Everything in the listing below must be set down again exactly.

#### INPUT DATA

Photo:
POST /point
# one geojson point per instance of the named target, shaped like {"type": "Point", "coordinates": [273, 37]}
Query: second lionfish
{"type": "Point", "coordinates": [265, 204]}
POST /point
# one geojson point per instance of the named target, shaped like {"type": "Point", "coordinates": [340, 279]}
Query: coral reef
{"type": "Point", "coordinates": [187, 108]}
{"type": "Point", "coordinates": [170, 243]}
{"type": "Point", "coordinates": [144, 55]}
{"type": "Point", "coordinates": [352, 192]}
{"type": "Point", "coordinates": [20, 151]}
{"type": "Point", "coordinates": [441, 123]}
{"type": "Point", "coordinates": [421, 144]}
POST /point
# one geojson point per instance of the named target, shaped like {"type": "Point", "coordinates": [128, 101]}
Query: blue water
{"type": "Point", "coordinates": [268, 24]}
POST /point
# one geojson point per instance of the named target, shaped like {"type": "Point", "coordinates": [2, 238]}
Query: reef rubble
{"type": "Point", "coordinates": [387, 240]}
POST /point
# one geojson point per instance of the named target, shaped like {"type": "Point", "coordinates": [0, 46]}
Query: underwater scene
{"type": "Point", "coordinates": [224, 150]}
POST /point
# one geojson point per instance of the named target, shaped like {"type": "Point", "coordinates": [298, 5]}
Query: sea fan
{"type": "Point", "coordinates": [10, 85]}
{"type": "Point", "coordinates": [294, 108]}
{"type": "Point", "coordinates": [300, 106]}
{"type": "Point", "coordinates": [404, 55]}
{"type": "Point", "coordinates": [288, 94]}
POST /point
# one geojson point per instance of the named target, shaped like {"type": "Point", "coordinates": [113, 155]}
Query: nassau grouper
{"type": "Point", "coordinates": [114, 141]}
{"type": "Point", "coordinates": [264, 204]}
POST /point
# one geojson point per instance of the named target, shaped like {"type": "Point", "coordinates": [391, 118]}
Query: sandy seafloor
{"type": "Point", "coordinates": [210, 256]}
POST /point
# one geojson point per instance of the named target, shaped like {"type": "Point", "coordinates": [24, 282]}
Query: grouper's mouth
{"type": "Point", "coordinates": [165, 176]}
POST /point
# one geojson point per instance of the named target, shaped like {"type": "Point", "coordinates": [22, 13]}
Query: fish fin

########

◆ **RESULT OF THIS TASK**
Photo:
POST /point
# one geojson point per instance of the named target, shaped like {"type": "Point", "coordinates": [273, 37]}
Query: second lionfish
{"type": "Point", "coordinates": [265, 204]}
POST /point
# one geojson point per instance of the named target, shaped like {"type": "Point", "coordinates": [340, 279]}
Query: coral reef
{"type": "Point", "coordinates": [187, 108]}
{"type": "Point", "coordinates": [170, 243]}
{"type": "Point", "coordinates": [144, 55]}
{"type": "Point", "coordinates": [352, 192]}
{"type": "Point", "coordinates": [20, 151]}
{"type": "Point", "coordinates": [441, 123]}
{"type": "Point", "coordinates": [421, 144]}
POST /point
# one geojson point per instance of the named target, shaped like {"type": "Point", "coordinates": [128, 101]}
Query: blue water
{"type": "Point", "coordinates": [268, 24]}
POST /point
# one geojson point per instance of the named target, shaped like {"type": "Point", "coordinates": [2, 238]}
Query: reef rubble
{"type": "Point", "coordinates": [387, 240]}
POST /point
# one geojson point per instance of the named target, shaped like {"type": "Point", "coordinates": [0, 46]}
Query: underwater scene
{"type": "Point", "coordinates": [224, 150]}
POST /point
# one geojson point per instance of the named target, shaped like {"type": "Point", "coordinates": [298, 5]}
Query: sea fan
{"type": "Point", "coordinates": [10, 85]}
{"type": "Point", "coordinates": [294, 108]}
{"type": "Point", "coordinates": [300, 106]}
{"type": "Point", "coordinates": [404, 55]}
{"type": "Point", "coordinates": [288, 94]}
POST /point
# one geojson point per instance of the named target, shaped like {"type": "Point", "coordinates": [113, 155]}
Query: nassau grouper
{"type": "Point", "coordinates": [114, 141]}
{"type": "Point", "coordinates": [264, 204]}
POST /point
# one geojson point per instance of the named target, shaped like {"type": "Point", "coordinates": [391, 118]}
Query: sandy seafloor
{"type": "Point", "coordinates": [210, 256]}
POST /point
# one geojson point per instance of the named target, shaped like {"type": "Point", "coordinates": [24, 282]}
Query: grouper's mouth
{"type": "Point", "coordinates": [165, 176]}
POST /point
# one geojson point per instance of the named target, shaped like {"type": "Point", "coordinates": [22, 13]}
Query: fish fin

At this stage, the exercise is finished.